• **AIM OF THE TASK**:
In two sentences, summarize the excerpt about Douglass Crockwell.

• **SELECTED EXCERPT**:
Mrs. Hawn says that Crockwell “was a very imaginative person, which didn’t always come across in his illustrations.”

Mr. Crockwell himself wished to be remembered not for his commercial illustration, but for his body of fine art and ground-breaking experiments in film and animation.

James Kettlewell, Crockwell’s friend and colleague who was a Skidmore College art professor and curator of the Hyde Collection, told this writer that the artist “saw his commercial art as hard work, like a person who goes to the office every day and writes novels at night.” Mr. Kettlewell compares Crockwell to the Renaissance luminaries, who were artists, scientists, inventors and mathematicians self-critically turning out commercial art while longing for the luxury of creating “real” art.

Johanna Crockwell agrees. “He was doing what he had to do to support his family,” she says. “He would work late at night doing his own thing.”

This example of Mr. Crockwell’s commercial work shows how his paintings of an idealized American life were used to sell products, like Seiberling tires. The parents are Donna Lundgren, and her late husband Thor.

This example of Mr. Crockwell’s commercial work shows how his paintings of an idealized American life were used to sell products, like Seiberling tires. The parents are Donna Lundgren, and her late husband Thor.

 

“He was very disciplined and a hard worker — very prolific,” Ms. Crockwell continues. She, too, describes her father as a Renaissance man. “He was a thinker. He was basically a closet engineer as well as an artist.”

Mr. Crockwell’s personal art is highly sophisticated and encompasses not only painting and illustration, but advanced technical projects involving cameras, film and projection. He began experimenting with animated films in the 1930’s and collaborated with sculptor David Smith, molding wax to create a series of surrealistic style images or pressing oils between plates of glass for his animated films.

Two of Crockwell’s short animated films are preserved in the avant-garde film archives of the George Eastman House in Rochester; some of his other of his films are periodically shown at the Museum of Modern Art in New York.

Mr. Crockwell also experimented with what he called “sequential art,” creating a series of reels for machines based on vintage Mutoscopes, where abstract images would rapidly flash before the viewer’s eyes.

Mr. Crockwell’s knowledge of physics was so advanced that he published important scientific papers on subjects like the Doppler effect. At the time of his death he was involved in developing a system that would project slides onto a 180-degree scene to duplicate the effect of a camera panning a 360-degree circle.

This self-portrait of Douglass Crockwell is believed to have been painted in 1945. It is his only known self-portrait.

This self-portrait of Douglass Crockwell is believed to have been painted in 1945. It is his only known self-portrait.

• **LISTED ENTRIES**:
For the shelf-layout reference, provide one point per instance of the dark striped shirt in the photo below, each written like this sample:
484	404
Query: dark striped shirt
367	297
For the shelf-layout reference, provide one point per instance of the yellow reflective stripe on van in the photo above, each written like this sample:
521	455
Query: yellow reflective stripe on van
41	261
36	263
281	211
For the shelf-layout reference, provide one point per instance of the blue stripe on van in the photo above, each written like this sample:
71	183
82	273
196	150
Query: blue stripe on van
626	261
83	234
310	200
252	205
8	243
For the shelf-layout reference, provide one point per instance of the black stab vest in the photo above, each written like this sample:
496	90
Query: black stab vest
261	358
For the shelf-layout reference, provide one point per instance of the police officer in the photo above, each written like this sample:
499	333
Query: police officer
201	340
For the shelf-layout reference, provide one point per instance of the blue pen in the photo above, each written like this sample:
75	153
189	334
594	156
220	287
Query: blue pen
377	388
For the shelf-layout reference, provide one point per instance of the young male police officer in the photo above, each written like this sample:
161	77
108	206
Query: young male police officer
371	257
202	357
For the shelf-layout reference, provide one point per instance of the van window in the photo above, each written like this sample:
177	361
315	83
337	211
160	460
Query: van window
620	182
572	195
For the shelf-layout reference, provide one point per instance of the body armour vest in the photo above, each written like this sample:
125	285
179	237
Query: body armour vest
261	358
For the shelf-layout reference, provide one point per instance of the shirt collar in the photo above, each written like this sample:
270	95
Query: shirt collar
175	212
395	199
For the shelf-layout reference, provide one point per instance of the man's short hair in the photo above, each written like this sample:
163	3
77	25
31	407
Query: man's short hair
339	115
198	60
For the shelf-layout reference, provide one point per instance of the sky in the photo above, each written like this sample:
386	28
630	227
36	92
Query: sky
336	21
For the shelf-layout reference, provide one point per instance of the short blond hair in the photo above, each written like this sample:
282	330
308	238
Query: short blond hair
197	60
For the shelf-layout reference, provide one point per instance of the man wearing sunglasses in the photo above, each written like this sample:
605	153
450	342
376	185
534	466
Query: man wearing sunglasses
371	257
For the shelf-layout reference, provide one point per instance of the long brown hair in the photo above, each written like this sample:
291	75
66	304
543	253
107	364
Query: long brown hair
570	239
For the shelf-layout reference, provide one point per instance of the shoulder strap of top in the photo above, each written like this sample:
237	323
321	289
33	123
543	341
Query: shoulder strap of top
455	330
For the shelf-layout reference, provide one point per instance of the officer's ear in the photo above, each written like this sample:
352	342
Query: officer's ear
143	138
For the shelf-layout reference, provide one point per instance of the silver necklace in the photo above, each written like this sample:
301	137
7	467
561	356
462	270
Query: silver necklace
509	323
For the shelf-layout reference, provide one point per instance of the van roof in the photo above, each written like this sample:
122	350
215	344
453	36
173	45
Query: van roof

• **REPLY**:
Douglass Crockwell wished to be remembered for his fine art and experiments in film and animation rather than for his commercial illustration, which a friend and colleague likened to office work and which his daughter said he did to support his family. His personal work included animated films (two of them preserved at the George Eastman House and others periodically shown at the Museum of Modern Art), "sequential art" reels for machines based on vintage Mutoscopes, and published scientific papers on subjects like the Doppler effect.